::: AVAILABLE DATA
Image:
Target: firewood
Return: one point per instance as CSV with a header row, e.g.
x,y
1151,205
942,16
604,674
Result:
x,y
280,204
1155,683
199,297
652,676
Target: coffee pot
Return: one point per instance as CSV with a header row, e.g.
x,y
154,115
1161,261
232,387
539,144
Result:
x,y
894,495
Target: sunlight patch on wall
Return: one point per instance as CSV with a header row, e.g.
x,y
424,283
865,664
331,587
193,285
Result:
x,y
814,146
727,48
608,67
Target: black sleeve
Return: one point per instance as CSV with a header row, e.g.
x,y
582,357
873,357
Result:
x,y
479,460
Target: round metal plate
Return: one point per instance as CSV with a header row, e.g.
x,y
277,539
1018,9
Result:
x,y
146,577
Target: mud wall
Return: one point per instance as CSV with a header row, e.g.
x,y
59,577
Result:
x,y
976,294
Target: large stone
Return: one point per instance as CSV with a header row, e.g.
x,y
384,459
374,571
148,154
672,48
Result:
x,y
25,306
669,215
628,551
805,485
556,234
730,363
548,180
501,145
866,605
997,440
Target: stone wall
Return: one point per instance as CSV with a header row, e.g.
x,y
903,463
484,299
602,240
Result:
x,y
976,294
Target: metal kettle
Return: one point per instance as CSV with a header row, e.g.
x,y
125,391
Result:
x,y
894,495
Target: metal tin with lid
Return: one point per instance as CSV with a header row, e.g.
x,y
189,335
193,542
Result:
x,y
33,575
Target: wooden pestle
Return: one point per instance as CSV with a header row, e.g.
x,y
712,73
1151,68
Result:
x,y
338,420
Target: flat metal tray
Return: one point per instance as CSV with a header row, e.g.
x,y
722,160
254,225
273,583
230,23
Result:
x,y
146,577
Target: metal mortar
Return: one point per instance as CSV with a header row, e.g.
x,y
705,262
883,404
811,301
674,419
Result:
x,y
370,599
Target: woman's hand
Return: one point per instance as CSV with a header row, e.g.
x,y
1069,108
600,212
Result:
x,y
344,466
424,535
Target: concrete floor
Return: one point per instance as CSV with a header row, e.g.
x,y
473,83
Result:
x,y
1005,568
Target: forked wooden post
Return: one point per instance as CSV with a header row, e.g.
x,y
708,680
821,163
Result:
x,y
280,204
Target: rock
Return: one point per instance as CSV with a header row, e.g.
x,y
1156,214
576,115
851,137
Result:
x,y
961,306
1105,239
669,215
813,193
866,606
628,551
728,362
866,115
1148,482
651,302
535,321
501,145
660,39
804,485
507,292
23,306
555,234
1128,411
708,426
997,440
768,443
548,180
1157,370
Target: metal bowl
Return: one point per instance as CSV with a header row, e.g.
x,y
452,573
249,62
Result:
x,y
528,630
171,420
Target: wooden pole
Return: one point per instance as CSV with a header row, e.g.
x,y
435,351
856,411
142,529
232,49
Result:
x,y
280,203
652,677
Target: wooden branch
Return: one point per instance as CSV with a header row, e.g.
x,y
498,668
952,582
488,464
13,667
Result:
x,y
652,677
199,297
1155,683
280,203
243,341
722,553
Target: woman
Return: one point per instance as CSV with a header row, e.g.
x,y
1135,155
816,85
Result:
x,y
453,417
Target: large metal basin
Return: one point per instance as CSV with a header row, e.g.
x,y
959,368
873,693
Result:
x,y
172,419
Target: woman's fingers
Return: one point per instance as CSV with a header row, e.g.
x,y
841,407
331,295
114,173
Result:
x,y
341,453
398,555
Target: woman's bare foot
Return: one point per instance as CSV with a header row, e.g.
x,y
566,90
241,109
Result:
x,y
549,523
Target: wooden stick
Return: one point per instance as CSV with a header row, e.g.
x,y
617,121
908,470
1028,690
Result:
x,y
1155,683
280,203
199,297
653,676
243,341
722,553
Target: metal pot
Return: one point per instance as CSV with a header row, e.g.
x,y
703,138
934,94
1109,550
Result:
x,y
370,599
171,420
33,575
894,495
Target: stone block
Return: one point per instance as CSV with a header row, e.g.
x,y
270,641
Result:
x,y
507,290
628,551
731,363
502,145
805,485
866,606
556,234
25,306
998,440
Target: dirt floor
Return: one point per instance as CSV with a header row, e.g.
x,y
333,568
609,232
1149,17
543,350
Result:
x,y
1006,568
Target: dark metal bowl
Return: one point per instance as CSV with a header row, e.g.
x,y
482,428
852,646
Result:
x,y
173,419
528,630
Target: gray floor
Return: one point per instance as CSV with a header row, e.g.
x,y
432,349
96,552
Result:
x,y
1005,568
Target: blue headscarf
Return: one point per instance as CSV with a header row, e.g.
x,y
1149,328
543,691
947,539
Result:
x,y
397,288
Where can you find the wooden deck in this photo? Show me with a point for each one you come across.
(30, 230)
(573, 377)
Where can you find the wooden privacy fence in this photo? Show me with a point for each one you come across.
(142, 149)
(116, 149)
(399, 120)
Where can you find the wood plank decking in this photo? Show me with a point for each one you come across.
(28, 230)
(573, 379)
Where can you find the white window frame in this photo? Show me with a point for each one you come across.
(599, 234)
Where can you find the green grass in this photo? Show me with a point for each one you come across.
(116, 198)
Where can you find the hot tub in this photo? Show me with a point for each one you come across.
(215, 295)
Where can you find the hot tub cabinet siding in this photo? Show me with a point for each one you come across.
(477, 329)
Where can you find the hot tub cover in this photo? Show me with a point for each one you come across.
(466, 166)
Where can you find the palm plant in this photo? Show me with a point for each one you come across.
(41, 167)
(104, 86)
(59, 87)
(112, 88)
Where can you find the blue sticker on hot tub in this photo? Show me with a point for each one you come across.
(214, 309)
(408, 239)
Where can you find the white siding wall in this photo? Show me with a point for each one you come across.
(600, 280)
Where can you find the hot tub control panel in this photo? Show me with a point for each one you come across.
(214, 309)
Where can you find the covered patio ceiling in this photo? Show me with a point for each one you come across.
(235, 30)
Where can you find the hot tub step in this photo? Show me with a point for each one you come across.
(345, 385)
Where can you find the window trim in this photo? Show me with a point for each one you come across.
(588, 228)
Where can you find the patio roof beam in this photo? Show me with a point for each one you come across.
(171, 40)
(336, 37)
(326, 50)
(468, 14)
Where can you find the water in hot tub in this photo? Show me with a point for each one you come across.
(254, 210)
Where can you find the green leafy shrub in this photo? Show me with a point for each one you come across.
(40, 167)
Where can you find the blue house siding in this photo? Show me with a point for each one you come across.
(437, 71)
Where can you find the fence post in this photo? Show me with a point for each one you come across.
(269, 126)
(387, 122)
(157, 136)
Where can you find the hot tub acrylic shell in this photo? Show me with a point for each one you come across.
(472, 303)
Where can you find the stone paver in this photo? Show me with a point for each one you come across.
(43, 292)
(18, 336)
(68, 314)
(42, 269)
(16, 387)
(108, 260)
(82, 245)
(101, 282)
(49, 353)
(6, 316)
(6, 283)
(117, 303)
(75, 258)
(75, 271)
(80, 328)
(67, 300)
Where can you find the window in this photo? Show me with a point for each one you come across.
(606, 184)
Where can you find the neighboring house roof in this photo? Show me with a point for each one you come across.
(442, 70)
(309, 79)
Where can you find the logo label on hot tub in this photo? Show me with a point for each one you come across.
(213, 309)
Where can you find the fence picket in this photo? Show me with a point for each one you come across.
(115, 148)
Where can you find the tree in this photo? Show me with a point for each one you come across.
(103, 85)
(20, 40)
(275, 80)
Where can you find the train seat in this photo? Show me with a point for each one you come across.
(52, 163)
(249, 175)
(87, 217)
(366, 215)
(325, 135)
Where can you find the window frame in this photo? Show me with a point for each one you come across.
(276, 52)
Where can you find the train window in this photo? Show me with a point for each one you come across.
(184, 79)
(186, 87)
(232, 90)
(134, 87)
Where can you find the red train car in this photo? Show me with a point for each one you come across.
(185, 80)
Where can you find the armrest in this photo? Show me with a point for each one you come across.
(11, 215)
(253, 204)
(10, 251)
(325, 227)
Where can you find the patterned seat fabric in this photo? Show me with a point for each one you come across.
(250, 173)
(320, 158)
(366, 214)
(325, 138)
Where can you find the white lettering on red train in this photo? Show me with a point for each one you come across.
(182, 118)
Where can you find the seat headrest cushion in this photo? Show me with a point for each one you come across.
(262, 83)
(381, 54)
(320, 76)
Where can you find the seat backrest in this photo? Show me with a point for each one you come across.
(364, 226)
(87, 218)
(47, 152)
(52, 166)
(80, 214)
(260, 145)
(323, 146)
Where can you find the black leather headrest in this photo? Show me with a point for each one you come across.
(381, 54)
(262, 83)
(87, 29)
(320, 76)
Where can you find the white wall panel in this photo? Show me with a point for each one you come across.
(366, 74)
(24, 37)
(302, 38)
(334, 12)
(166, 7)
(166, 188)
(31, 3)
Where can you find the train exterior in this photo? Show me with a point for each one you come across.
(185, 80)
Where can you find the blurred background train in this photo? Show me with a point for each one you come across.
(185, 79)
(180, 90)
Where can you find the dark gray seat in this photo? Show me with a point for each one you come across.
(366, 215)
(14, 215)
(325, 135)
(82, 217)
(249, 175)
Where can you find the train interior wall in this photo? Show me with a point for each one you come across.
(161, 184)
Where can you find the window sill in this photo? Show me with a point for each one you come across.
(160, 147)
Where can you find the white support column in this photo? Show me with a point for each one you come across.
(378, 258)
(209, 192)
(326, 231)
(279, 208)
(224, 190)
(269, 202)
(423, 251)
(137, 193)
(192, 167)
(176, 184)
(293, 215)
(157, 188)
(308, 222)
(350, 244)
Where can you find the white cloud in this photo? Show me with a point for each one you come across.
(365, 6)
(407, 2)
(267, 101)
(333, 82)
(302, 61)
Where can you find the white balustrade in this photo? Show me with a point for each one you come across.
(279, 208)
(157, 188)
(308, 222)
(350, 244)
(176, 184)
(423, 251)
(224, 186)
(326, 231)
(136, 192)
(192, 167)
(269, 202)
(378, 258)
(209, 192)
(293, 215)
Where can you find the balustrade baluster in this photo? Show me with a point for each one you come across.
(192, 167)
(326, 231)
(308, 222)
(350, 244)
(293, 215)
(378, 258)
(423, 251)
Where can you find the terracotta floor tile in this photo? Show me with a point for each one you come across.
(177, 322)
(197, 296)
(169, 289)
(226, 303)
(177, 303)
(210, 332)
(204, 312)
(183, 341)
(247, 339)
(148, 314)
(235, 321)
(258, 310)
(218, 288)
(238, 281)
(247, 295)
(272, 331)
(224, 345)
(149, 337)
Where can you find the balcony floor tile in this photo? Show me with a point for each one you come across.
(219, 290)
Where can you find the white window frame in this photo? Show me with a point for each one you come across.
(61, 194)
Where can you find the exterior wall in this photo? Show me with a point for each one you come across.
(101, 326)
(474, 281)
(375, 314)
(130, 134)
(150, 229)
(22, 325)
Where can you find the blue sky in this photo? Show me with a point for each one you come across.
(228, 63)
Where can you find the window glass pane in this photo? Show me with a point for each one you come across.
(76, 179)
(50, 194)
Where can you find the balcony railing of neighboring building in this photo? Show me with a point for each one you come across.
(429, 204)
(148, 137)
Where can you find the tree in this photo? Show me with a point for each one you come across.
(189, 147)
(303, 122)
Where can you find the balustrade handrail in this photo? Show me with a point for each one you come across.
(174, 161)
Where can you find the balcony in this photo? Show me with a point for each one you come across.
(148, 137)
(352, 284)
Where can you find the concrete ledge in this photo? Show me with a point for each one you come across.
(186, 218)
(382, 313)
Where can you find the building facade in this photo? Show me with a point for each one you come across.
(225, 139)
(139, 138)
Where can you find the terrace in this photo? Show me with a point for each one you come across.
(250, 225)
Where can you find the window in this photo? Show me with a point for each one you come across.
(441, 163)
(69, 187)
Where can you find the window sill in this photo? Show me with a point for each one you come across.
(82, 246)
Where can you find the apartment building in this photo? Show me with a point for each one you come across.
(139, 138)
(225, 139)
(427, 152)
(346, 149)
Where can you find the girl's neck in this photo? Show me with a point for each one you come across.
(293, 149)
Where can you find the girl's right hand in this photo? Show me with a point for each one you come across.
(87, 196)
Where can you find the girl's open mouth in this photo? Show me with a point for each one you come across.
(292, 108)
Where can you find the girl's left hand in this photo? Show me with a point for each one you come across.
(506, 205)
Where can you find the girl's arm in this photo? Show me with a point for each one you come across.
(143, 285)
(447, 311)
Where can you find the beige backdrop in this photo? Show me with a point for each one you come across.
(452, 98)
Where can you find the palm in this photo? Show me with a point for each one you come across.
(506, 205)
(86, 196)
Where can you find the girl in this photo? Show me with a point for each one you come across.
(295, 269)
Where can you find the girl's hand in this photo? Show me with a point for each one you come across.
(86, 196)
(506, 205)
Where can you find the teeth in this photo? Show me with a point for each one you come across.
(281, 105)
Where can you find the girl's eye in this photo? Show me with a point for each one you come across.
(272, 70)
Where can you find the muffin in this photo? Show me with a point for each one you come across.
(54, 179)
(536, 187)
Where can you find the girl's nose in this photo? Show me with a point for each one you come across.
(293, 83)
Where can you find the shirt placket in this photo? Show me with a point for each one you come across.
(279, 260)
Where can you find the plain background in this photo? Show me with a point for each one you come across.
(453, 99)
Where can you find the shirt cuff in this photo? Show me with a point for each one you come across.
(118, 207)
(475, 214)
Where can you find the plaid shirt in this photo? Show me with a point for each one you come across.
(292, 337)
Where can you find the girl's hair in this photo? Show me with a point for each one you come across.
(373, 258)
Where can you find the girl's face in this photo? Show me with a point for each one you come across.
::::::
* _ACTION ITEM_
In the records above, find the line containing "Target: round metal plate" and restate word for word every line from the first through that one.

* _ANSWER SPACE_
Image:
Target: firewood
Return: one point per instance as CSV with a header row, e.g.
x,y
1151,205
942,16
604,674
Result:
x,y
280,204
1155,683
199,297
652,676
Target: coffee pot
Return: one point per instance as CSV with a header row, e.g.
x,y
154,115
1161,261
232,387
539,144
Result:
x,y
894,495
Target: sunlight patch on wall
Return: one point per instance as CSV with a header row, e.g.
x,y
424,283
865,664
331,587
193,285
Result:
x,y
814,146
727,48
608,67
Target: black sleeve
Return: one point per instance as CSV with a header row, e.g.
x,y
582,357
873,357
Result:
x,y
479,460
Target: round metal plate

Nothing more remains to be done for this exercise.